[Stored items from a collection]

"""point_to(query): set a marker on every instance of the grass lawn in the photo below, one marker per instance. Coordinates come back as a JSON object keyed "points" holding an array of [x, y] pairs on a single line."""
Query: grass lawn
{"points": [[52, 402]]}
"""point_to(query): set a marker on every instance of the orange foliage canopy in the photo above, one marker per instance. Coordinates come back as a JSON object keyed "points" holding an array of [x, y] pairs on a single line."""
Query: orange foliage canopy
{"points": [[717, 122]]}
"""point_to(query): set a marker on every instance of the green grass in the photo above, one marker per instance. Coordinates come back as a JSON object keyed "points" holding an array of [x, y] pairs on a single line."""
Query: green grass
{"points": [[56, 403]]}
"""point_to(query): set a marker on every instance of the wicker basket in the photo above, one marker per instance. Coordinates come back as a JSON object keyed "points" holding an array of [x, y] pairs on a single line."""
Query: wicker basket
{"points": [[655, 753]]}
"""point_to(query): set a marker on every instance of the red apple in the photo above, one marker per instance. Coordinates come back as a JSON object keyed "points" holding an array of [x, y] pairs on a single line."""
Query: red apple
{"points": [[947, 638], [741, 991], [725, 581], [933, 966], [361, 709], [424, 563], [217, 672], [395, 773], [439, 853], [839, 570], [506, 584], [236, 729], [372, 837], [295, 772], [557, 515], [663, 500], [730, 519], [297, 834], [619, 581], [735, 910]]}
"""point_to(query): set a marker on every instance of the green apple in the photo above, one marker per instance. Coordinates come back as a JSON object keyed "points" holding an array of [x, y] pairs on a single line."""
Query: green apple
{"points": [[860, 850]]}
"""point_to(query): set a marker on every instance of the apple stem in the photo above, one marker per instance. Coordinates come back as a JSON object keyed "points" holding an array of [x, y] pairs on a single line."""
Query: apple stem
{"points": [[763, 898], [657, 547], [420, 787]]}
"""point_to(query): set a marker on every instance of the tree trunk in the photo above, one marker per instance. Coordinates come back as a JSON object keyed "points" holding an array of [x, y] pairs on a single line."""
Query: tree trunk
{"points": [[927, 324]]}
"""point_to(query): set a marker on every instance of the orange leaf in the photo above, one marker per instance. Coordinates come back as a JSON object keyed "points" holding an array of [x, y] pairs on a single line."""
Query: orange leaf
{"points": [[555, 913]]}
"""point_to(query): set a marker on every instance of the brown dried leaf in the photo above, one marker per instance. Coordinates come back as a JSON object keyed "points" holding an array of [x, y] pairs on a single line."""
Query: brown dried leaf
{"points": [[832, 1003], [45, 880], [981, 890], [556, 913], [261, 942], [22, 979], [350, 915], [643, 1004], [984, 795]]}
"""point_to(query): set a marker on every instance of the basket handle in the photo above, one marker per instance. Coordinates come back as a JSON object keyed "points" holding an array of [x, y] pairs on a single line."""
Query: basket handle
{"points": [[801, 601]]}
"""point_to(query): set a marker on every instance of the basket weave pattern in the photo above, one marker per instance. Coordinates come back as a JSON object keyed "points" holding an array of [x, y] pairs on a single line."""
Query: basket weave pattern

__EXERCISE DESCRIPTION__
Where a line of the records includes "weave", copy it.

__EXERCISE ANSWER__
"""point_to(query): set a marker on every instance of the basket weave pattern in the photo above, one marker per instance. Coordinates come back as a JSON object keyed "points" holding an array of [x, y] pairs on a single line."""
Query: basket weave pattern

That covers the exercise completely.